EXTRACTED DATA:
· · · · · · ·

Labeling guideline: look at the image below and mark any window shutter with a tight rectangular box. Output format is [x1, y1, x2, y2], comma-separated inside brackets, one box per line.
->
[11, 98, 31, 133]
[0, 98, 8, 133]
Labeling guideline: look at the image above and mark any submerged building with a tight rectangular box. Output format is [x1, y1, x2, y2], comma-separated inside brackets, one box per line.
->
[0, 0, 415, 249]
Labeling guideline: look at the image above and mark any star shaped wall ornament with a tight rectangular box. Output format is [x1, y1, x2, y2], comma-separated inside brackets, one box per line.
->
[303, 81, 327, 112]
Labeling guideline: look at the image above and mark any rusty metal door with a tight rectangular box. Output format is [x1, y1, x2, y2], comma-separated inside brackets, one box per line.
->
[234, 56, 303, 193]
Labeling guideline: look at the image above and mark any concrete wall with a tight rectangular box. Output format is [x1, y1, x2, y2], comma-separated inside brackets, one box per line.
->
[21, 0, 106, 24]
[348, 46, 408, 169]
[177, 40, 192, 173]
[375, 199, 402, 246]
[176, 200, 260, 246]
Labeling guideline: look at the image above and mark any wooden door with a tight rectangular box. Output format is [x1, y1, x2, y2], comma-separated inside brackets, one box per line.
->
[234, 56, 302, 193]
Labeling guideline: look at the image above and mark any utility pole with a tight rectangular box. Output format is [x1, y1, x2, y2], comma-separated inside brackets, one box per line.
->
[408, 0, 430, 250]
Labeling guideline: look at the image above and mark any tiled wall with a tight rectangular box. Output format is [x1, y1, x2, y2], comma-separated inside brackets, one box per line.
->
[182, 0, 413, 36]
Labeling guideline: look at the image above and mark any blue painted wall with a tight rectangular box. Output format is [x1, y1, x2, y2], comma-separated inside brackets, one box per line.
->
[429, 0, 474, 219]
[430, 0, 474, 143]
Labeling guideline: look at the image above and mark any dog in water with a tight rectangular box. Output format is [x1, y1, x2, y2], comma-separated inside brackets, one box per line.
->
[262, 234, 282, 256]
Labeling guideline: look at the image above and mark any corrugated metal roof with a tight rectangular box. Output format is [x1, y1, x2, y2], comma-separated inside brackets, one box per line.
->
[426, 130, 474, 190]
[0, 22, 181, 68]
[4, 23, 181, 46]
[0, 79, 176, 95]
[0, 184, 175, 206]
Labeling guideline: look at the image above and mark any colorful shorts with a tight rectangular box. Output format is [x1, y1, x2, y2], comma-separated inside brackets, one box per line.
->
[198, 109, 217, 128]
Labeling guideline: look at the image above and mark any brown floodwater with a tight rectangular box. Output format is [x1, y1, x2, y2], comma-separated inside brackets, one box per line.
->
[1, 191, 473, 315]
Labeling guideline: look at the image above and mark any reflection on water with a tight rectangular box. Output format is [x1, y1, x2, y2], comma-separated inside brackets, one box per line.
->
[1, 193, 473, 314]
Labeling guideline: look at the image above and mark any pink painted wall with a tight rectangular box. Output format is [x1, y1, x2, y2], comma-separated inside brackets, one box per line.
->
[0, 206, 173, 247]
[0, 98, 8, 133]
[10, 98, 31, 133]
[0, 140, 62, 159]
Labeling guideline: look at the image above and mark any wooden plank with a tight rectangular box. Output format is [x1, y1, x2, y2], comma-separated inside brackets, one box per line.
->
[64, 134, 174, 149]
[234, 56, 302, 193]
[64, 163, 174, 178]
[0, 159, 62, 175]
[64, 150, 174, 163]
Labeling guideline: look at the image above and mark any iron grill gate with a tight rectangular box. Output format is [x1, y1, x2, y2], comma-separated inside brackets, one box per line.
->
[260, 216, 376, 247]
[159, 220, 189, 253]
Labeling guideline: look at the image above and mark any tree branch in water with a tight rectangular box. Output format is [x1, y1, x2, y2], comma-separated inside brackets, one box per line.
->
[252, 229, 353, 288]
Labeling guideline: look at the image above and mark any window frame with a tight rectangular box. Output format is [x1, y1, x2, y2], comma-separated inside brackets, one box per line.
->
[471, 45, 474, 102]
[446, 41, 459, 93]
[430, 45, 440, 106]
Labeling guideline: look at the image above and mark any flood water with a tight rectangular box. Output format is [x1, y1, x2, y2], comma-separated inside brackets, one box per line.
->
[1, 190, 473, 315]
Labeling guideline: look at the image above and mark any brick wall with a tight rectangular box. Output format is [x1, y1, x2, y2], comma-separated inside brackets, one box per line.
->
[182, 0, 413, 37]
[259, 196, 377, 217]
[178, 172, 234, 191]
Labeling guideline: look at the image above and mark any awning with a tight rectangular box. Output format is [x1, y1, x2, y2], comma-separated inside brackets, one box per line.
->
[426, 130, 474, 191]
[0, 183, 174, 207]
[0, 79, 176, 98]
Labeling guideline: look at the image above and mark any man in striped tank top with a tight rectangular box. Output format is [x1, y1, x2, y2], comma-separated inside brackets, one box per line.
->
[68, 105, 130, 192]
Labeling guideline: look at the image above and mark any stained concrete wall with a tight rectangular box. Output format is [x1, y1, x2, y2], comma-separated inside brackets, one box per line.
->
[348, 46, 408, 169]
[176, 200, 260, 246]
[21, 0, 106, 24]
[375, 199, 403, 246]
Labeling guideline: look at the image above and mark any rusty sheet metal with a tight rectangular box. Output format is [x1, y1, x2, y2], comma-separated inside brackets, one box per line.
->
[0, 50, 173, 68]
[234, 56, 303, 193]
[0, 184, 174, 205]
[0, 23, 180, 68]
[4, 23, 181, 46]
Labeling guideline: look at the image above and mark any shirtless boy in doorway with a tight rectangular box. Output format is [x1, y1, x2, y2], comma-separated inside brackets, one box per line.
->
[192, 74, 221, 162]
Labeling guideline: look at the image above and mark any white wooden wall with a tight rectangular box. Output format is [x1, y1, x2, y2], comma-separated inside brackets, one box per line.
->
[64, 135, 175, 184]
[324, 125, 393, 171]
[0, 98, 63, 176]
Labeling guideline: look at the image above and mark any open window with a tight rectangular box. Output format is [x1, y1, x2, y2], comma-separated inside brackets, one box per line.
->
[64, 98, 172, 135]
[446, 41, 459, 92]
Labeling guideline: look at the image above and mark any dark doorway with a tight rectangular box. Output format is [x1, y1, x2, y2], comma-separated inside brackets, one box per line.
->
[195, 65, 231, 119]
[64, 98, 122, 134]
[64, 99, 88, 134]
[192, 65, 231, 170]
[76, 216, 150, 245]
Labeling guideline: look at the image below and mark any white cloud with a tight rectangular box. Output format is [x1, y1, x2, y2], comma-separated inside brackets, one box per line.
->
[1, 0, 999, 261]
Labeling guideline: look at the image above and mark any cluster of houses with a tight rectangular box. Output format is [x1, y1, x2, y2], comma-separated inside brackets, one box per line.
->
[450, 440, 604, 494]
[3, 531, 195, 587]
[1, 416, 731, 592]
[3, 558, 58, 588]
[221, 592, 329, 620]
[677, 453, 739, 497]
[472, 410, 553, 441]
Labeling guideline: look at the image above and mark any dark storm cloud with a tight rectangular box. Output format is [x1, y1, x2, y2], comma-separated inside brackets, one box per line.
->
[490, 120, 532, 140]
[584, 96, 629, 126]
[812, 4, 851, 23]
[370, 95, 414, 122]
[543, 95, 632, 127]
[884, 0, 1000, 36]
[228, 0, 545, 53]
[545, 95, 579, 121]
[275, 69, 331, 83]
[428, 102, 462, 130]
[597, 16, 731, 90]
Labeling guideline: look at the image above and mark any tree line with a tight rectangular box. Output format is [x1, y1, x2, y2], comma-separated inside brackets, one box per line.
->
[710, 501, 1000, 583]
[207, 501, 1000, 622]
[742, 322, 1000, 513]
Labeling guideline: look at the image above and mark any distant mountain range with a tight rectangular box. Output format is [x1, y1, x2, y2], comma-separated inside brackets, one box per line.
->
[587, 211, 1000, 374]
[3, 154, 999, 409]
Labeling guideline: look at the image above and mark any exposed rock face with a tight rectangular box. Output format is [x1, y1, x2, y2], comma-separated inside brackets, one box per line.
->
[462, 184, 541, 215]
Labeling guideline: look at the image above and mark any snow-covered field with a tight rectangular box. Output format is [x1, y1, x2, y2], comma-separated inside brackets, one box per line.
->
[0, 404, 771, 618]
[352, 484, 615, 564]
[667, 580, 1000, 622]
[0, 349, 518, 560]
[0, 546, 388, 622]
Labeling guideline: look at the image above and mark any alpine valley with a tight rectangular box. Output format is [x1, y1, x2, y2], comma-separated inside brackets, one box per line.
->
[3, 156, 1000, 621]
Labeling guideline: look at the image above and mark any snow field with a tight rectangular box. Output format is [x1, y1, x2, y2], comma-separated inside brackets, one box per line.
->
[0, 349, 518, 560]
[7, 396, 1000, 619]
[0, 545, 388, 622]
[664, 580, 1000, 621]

· · · · · · ·

Output the listing verbatim through the "mark any concrete" line.

Labeling guideline: look at the image below and mark any window shutter with a tight rectangular box. Output format is [x1, y1, x2, y2], comma-separated inside brackets, one box per line.
->
[11, 98, 31, 133]
[0, 98, 8, 133]
Labeling guideline: look at the image above and mark any submerged building with a tight rectangular box. Output format is [x1, y1, x2, y2], comma-separated inside brackets, one box per line.
->
[0, 0, 415, 249]
Labeling guideline: look at the image above and mark any star shaped wall ornament with a tight rectangular box. Output format is [x1, y1, x2, y2], comma-separated inside brackets, one box per line.
->
[303, 81, 327, 112]
Labeling guideline: look at the image above and mark any rusty metal door with a tight rectangular box. Output format is [x1, y1, x2, y2], comma-separated inside brackets, one box per line.
->
[234, 56, 303, 193]
Labeling guideline: look at the image above and mark any concrete wall with a tight rectangular box. Output format is [x1, y1, x2, y2], comma-separated inside brackets, one box per line.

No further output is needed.